◆ WRITTEN INSTRUCTION
Continue the mailing-list thread about making the dask provider preinstalled in Airflow, picking up after its final sentence.

◆ ARTICLE
Re: [VOTE] Make (soon coming) dask provider preinstalled

Posted by Jarek Potiuk <ja...@potiuk.com>.
> One possible solution could be allowing users to instruct Airflow not to
pre-install executors providers by passing an argument via
`--install-option` during pip install, and add install them explicitly by
providing the extras.

Yes it would be nice. Unfortunately the dependency mechanisms of
Python (and `pip`) are not as flexible. You cannot individually remove
requirements, and having requirements is the only way you can have
"install also that other package" feature (extras is the mechanism to
install optional dependencies, but it's not something we should ask
regular users to do



On Fri, Jul 21, 2023 at 10:46 AM Jarek Potiuk <ja...@potiuk.com> wrote:
>
> And just to clarify:  The voting will last till Tuesday 25 July 20023 11am CST.
>
> On Fri, Jul 21, 2023 at 10:43 AM Jarek Potiuk <ja...@potiuk.com> wrote:
> >
> > Clarification: Ash is right (I totally forgot about it).
> >
> > We do have dask in
> > https://airflow.apache.org/docs/apache-airflow/stable/extra-packages-ref.html#core-airflow-extras
> >  and it even explicitly mentions it:
> >
> > * "dask pip install 'apache-airflow[dask]' DaskExecutor"
> >
> > So technically speaking you **should** use the dask extra to install
> > distributed, dask and cloudpickle package - all needed to run the dask
> > executor. And we will keep it this way - it will just move from "core
> > extras" to "providers". Actually it will move to "deprecated" and we
> > will alias "dask" it with the new "daskexecutor", because the name
> > "apache-airflow-providers-dask" is not allowed by PyPI (I guess the
> > -dask suffix is considered potentially harmful for typosquatting) so I
> > reserved "apache-airflow-providers-daskexecutor".
> >
> > J.
> >
> >
> >
> > On Fri, Jul 21, 2023 at 10:34 AM Hussein Awala <hu...@awala.fr> wrote:
> > >
> > > > based on the premise that your had to install the `dask` extra in the
> > > first place to get dask module of the right version
> > >
> > > After reviewing the Dask Executor
> > > <https://airflow.apache.org/docs/apache-airflow/stable/core-concepts/executor/dask.html>
> > > section in Airflow documentation, I didn't find any requirement or
> > > recommendation to add the `dask` extra when using it. So, including the
> > > dependencies explicitly in the requirements file should suffice to use the
> > > executor. This means that this change might potentially break existing
> > > setups for some users when they upgrade Airflow version, which contradicts
> > > the Airflow deprecation policy.

◆ GIVEN DATA
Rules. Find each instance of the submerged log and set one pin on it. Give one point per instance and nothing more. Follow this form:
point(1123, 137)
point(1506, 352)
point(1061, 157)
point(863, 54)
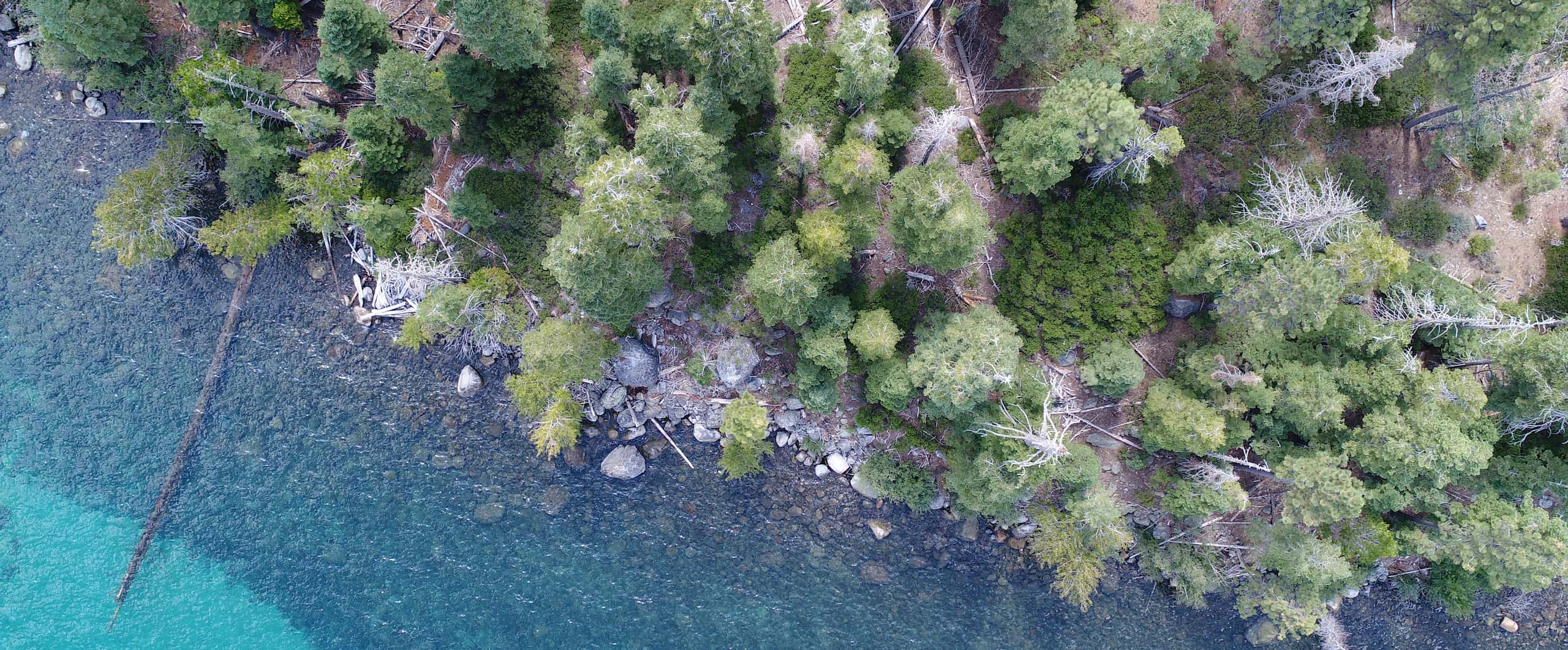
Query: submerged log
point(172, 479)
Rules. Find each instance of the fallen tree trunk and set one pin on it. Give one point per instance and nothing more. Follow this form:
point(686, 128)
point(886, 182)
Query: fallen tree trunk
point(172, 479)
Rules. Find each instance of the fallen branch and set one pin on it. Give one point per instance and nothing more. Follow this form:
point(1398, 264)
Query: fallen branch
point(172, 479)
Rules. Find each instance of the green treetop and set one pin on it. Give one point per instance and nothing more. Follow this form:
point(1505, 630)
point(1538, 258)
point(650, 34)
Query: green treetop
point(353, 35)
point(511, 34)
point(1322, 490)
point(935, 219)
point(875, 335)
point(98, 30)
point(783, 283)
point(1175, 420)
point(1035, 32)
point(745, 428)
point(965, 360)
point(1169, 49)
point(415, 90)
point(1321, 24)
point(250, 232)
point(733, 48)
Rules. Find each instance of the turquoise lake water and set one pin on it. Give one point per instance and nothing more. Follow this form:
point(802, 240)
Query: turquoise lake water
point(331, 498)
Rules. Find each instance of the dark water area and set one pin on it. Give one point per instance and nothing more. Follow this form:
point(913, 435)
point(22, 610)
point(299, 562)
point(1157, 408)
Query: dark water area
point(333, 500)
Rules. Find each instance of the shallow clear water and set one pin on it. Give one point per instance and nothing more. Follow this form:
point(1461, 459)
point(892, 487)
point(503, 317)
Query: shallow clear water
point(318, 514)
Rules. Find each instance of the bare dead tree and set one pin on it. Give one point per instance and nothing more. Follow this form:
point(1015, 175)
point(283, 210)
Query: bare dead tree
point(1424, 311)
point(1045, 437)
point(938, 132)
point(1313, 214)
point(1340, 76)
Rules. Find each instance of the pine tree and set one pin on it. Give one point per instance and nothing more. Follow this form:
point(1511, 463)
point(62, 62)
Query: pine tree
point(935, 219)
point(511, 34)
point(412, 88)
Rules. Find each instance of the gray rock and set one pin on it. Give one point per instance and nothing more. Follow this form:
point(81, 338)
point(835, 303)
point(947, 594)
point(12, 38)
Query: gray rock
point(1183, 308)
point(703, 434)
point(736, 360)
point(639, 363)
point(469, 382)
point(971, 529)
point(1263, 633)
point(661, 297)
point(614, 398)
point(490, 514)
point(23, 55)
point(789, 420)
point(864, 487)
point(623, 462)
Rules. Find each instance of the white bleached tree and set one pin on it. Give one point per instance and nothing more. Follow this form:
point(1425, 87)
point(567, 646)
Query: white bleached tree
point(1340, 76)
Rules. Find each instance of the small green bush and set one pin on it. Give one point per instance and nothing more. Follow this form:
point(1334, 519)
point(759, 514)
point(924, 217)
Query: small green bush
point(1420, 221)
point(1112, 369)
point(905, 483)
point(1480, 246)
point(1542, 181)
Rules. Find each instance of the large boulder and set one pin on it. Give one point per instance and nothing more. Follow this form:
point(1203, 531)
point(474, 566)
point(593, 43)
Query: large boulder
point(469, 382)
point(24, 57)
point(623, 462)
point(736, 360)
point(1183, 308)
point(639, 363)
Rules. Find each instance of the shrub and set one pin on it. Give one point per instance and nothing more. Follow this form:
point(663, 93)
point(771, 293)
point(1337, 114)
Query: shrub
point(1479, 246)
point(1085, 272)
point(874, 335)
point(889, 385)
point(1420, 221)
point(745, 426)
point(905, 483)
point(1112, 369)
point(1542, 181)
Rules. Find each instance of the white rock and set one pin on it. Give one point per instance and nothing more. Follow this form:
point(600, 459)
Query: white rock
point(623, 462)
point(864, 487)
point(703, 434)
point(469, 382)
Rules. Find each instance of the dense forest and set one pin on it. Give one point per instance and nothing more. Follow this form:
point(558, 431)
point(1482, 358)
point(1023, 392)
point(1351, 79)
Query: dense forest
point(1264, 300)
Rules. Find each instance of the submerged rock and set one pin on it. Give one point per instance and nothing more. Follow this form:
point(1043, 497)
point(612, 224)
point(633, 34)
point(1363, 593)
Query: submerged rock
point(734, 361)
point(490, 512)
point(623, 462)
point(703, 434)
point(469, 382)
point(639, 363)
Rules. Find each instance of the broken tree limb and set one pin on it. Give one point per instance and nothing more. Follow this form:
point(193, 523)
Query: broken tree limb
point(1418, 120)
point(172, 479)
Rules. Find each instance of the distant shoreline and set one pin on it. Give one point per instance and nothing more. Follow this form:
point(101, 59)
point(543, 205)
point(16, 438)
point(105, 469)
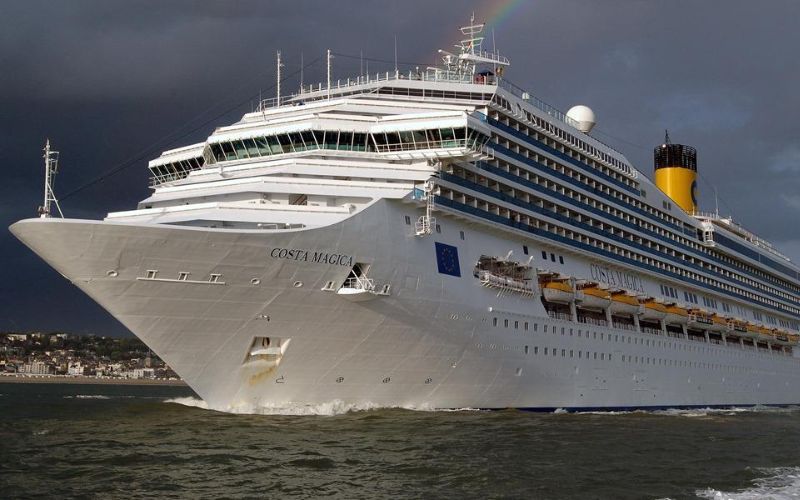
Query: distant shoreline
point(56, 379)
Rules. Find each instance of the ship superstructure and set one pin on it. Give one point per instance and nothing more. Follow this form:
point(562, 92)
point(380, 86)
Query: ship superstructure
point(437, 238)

...

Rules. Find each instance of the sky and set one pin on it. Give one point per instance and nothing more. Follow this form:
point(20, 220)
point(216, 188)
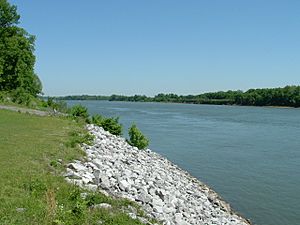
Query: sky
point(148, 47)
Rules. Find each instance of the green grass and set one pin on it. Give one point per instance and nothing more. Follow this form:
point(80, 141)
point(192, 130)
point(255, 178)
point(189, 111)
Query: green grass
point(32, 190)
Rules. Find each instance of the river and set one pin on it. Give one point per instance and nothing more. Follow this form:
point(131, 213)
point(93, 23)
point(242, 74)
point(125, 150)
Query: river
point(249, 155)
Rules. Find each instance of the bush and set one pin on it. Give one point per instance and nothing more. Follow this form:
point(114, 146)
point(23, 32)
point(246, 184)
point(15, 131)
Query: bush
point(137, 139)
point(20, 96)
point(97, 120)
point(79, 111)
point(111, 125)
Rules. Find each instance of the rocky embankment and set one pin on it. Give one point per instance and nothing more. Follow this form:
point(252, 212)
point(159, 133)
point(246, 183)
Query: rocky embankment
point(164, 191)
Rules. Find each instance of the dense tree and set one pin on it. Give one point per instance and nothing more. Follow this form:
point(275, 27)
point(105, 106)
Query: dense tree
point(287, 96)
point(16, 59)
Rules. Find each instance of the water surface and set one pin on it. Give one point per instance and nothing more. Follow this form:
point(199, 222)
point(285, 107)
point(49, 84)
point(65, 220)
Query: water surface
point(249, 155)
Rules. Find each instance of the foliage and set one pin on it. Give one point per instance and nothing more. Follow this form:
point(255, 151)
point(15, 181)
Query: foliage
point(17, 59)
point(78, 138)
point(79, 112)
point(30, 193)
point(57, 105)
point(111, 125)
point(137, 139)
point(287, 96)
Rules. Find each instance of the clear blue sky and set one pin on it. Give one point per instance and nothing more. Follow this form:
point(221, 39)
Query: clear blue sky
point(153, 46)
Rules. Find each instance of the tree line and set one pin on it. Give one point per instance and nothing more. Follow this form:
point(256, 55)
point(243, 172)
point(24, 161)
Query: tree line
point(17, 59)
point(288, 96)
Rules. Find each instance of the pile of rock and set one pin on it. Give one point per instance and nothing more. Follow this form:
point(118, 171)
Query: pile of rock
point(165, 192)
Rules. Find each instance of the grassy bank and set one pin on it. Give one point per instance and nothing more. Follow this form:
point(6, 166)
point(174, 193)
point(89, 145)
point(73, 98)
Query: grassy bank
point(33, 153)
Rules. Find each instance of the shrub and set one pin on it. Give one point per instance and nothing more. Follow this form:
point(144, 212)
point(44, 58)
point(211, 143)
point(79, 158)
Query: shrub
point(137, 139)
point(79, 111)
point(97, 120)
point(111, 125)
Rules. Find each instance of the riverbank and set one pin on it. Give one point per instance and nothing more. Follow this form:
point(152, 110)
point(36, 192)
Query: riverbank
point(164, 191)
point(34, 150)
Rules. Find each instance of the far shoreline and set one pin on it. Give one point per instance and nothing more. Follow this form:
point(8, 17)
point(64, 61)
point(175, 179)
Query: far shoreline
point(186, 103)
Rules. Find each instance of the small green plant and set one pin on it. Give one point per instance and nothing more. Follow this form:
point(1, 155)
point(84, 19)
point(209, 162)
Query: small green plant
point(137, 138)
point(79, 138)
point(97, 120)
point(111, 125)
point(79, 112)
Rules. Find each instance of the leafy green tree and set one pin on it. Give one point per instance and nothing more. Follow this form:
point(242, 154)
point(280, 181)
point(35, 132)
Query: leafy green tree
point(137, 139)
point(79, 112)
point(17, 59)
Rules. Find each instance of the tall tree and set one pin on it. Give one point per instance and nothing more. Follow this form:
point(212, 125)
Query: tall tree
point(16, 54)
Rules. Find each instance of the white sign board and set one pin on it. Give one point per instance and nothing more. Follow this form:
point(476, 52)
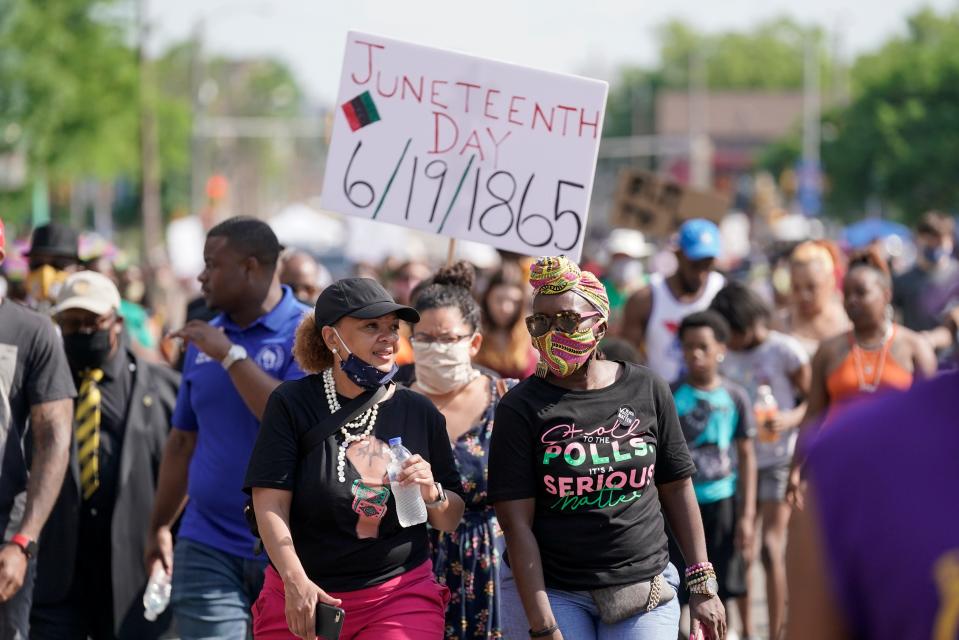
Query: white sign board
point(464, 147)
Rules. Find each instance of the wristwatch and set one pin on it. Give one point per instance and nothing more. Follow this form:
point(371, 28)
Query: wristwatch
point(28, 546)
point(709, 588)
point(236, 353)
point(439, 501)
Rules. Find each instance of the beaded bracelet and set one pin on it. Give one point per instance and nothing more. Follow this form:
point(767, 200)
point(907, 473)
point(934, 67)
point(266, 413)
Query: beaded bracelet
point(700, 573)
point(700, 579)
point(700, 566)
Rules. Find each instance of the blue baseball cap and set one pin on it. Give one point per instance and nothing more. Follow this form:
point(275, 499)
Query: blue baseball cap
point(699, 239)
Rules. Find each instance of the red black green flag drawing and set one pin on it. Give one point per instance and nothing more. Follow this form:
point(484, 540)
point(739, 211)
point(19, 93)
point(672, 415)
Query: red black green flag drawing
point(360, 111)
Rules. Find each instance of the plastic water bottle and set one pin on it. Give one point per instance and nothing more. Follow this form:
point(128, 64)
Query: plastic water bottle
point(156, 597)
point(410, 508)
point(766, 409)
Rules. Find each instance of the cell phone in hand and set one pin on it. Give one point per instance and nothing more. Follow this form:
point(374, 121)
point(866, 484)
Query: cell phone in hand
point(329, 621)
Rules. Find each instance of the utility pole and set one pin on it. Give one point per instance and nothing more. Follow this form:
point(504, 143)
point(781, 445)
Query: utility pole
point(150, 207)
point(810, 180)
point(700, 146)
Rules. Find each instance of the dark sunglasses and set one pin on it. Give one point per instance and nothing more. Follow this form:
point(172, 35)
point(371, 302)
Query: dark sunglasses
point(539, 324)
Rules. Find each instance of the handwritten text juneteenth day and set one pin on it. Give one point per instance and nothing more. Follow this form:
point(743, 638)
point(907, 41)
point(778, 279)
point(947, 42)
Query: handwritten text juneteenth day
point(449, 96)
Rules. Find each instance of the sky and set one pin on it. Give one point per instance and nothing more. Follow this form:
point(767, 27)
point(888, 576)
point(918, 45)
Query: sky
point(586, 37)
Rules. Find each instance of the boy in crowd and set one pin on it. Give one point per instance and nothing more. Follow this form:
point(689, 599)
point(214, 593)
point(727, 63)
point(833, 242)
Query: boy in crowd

◆ RESULT OF THIS EXERCISE
> > >
> > > If the premise holds true for Dask, it should also apply to Celery and
> > > Kubernetes. Nevertheless, we decided to pre-install their providers after
> > > the migration.
> > >
> > > However, this executor isn't as popular as the others, and as an Airflow
> > > user, I prefer not to have Dask dependencies in my environment when I
> > > install Airflow with the Celery executor. This helps avoid conflicts and
> > > enables me to upgrade libraries independently from their constraints. One
> > > possible solution could be allowing users to instruct Airflow not to
> > > pre-install executors providers by passing an argument via
> > > `--install-option` during pip install, and add install them explicitly by
> > > providing the extras.
> > >
> > > Since the flexibility of our deprecation policy isn't entirely clear to me,
> > > I'm neutral on this matter, with a vote of +0.
> > >
> > > On Fri, Jul 21, 2023 at 9:10 AM Elad Kalif <el...@apache.org> wrote:
> > >
> > > > I agree with Ash
> > > > -1 as well.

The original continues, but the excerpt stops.